§ What you need to do:
Rewrite the lines from the one containing "In the photo above, where can the headrest" through the one containing "point(164, 232)", inclusive, as a numbered list, omitting any blank lines. Include no other lines.
___ Exercise inputs ___
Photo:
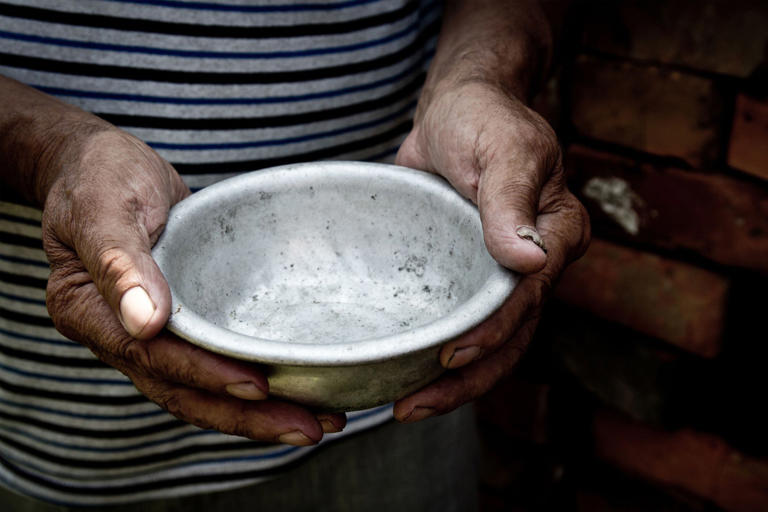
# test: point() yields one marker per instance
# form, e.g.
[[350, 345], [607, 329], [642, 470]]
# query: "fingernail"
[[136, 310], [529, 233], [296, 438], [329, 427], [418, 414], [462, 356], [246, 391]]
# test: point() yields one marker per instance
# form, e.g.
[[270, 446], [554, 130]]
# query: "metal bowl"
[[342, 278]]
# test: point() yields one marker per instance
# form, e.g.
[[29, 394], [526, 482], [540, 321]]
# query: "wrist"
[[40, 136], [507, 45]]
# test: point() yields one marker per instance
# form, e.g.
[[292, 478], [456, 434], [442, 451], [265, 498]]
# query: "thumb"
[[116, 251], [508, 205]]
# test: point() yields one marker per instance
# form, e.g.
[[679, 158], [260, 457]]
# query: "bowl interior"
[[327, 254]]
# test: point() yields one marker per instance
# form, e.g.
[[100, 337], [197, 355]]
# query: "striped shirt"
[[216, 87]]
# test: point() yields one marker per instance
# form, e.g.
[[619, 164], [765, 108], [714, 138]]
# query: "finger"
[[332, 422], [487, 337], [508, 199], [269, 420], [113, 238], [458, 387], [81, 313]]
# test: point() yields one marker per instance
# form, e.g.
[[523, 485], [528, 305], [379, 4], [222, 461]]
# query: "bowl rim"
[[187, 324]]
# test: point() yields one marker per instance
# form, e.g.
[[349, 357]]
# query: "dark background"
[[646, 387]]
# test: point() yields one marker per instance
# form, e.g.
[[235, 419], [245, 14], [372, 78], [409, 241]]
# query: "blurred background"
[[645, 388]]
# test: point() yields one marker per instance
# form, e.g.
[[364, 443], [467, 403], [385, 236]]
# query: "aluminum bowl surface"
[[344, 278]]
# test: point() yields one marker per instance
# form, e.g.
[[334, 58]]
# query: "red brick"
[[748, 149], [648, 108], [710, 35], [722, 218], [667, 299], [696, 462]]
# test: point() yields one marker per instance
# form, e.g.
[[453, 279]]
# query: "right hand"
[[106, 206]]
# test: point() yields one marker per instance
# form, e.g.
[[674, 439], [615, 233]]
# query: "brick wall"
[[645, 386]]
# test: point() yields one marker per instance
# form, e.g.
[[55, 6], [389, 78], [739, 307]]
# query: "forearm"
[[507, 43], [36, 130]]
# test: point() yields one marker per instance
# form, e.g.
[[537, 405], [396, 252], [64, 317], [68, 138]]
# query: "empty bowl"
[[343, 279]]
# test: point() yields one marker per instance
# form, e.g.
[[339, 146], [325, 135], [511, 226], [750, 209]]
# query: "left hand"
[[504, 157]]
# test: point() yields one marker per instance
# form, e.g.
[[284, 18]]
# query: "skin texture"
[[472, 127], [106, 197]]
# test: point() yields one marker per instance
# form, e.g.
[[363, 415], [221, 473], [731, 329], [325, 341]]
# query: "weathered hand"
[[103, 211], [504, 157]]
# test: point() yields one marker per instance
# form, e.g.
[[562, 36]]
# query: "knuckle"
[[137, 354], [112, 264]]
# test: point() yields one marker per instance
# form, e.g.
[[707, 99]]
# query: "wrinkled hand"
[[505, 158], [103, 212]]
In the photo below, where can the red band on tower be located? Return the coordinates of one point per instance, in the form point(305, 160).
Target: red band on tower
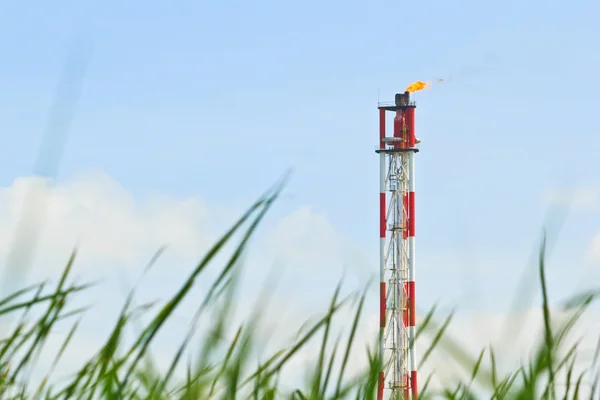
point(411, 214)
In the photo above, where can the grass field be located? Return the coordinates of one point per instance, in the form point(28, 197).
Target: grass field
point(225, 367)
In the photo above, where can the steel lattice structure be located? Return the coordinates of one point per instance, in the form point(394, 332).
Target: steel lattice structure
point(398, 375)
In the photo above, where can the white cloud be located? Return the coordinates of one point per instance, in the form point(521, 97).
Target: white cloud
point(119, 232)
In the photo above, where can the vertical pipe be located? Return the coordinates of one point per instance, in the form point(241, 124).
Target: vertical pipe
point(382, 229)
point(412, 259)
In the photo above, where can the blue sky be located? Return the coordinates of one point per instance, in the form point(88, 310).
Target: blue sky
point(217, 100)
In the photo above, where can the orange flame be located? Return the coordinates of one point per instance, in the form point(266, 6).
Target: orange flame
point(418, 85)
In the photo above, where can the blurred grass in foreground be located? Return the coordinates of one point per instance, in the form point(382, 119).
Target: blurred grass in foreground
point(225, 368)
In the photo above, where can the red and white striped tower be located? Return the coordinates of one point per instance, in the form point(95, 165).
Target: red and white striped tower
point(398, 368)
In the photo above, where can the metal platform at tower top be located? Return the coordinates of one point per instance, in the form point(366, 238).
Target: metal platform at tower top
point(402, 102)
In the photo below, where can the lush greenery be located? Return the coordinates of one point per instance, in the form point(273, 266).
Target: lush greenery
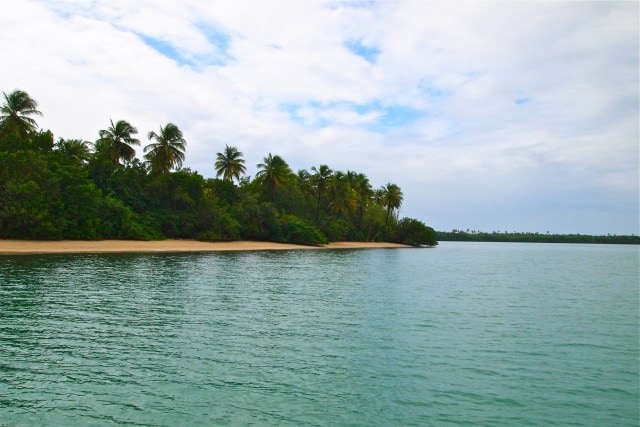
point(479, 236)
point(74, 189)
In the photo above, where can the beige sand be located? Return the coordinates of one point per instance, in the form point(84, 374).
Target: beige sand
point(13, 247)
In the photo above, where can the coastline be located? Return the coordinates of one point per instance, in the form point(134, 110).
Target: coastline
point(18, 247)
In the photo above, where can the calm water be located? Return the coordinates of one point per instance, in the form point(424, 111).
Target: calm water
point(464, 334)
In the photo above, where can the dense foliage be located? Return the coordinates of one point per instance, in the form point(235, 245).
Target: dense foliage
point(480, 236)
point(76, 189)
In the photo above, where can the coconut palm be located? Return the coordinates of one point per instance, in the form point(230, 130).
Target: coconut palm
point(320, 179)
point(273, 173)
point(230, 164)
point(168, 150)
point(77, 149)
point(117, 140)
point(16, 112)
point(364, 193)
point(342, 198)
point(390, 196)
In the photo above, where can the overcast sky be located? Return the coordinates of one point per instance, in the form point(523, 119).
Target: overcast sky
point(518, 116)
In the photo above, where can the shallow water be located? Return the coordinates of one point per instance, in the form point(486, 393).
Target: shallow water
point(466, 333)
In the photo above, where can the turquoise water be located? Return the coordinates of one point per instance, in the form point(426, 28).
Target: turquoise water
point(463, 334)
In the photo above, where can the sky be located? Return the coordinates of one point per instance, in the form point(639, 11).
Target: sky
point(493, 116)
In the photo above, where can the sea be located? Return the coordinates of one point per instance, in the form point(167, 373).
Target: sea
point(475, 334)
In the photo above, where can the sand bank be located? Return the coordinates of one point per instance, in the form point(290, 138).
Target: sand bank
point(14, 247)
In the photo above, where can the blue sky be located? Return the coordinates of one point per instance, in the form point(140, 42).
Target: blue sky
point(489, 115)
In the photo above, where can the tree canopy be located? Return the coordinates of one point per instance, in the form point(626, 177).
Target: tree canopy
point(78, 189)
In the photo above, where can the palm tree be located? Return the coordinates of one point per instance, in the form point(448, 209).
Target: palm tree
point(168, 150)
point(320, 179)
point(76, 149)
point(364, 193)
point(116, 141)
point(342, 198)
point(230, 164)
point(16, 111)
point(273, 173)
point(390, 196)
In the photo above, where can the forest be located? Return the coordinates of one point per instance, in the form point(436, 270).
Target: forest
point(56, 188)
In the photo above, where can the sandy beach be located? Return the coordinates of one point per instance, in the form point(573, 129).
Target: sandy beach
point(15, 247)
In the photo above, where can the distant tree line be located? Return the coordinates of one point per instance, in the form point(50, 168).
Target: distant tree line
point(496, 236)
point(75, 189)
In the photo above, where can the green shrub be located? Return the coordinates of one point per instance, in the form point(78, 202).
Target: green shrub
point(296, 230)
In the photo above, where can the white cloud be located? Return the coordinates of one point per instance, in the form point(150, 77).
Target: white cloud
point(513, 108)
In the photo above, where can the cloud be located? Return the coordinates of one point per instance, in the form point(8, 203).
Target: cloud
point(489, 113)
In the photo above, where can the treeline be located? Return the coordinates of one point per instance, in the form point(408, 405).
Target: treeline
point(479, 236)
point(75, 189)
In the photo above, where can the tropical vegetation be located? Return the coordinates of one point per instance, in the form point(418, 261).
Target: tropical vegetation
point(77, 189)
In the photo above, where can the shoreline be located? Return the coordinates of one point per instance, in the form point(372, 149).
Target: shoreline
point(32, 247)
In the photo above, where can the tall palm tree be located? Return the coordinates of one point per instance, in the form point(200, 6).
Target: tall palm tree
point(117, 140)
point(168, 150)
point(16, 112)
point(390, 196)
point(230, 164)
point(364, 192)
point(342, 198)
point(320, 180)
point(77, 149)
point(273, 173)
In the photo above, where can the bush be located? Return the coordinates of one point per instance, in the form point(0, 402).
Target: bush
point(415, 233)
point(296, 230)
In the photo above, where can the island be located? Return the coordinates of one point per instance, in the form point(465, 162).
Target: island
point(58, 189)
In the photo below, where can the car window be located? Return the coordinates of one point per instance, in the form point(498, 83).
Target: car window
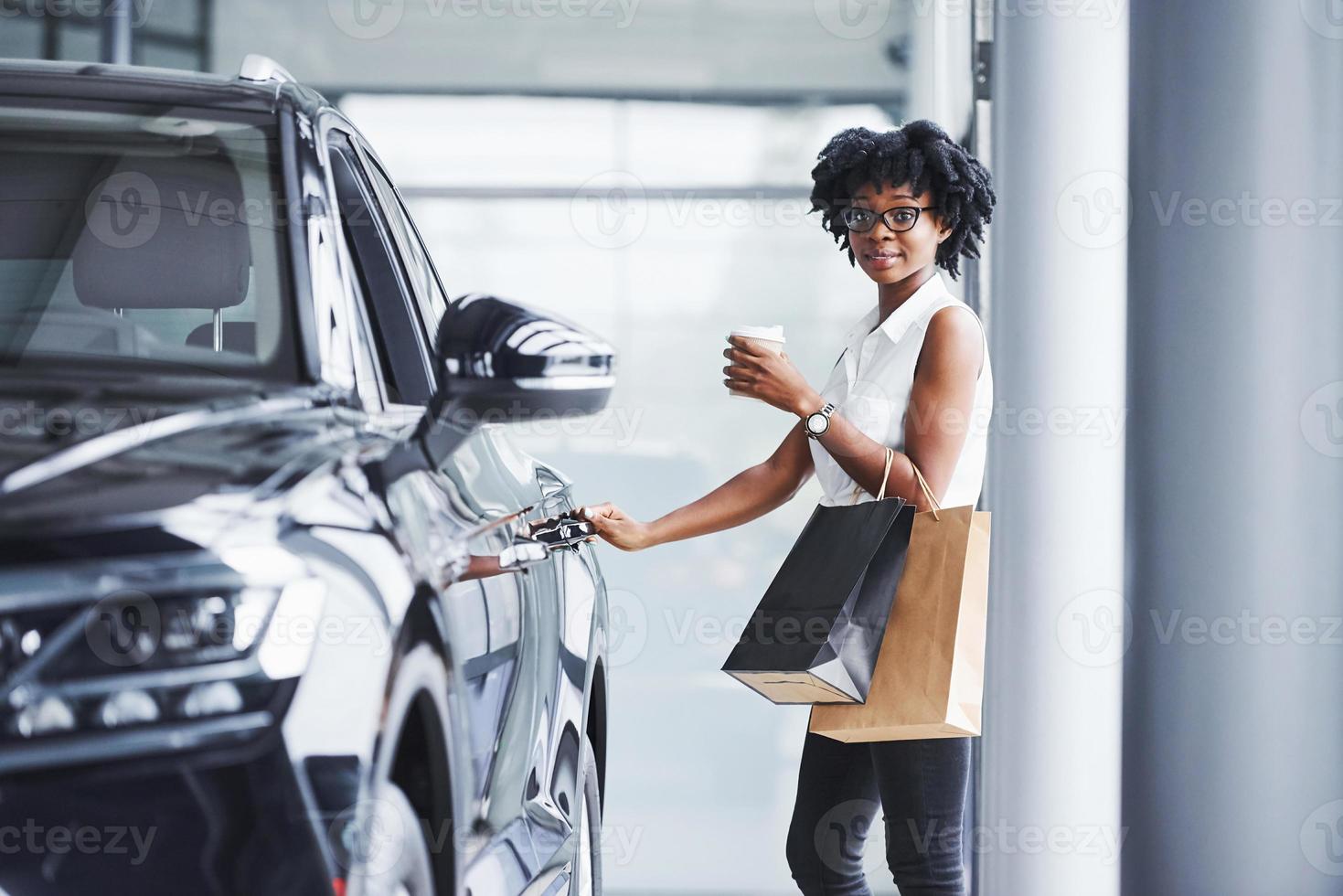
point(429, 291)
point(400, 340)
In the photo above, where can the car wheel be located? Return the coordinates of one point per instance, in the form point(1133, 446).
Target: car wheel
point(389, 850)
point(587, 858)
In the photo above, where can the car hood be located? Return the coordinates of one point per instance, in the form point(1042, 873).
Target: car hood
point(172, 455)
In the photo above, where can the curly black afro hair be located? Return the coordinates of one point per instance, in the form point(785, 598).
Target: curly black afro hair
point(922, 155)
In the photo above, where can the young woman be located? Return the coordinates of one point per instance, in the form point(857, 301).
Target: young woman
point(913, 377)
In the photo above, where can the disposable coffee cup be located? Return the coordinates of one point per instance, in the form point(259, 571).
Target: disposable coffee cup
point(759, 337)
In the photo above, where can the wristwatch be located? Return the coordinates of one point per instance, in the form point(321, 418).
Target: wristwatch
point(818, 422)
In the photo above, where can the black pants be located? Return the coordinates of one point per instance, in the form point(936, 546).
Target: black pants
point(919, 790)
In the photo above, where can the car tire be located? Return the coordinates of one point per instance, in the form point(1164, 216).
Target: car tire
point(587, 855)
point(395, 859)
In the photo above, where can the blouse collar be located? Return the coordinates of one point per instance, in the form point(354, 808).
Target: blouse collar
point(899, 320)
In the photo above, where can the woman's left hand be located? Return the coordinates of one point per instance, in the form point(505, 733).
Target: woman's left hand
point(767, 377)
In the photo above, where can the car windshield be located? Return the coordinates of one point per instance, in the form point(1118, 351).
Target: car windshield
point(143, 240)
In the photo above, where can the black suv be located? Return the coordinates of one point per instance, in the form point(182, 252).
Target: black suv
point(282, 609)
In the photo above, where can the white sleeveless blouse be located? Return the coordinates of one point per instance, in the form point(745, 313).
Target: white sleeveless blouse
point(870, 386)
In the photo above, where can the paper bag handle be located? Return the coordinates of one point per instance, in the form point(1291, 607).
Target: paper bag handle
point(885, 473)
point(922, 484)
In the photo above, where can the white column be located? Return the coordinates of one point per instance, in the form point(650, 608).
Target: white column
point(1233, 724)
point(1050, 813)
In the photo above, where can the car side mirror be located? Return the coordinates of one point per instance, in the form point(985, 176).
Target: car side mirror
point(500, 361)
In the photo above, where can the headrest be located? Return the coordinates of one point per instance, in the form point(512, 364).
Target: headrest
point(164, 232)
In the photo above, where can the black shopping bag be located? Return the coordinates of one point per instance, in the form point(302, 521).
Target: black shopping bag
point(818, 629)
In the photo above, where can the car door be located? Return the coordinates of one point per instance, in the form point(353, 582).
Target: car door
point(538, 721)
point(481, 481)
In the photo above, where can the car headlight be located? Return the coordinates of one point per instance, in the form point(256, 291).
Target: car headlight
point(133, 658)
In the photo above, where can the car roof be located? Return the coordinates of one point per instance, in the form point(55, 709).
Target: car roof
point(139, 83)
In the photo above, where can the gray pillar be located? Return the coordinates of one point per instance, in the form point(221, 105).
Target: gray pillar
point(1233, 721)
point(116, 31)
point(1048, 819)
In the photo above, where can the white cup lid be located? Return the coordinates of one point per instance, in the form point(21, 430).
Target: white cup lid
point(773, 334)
___
§ Exercise output:
1. In the photo above, where can the headrest be located? Return the coordinates of one point per instance, in the form point(512, 364).
2. Target: headrest
3. point(164, 232)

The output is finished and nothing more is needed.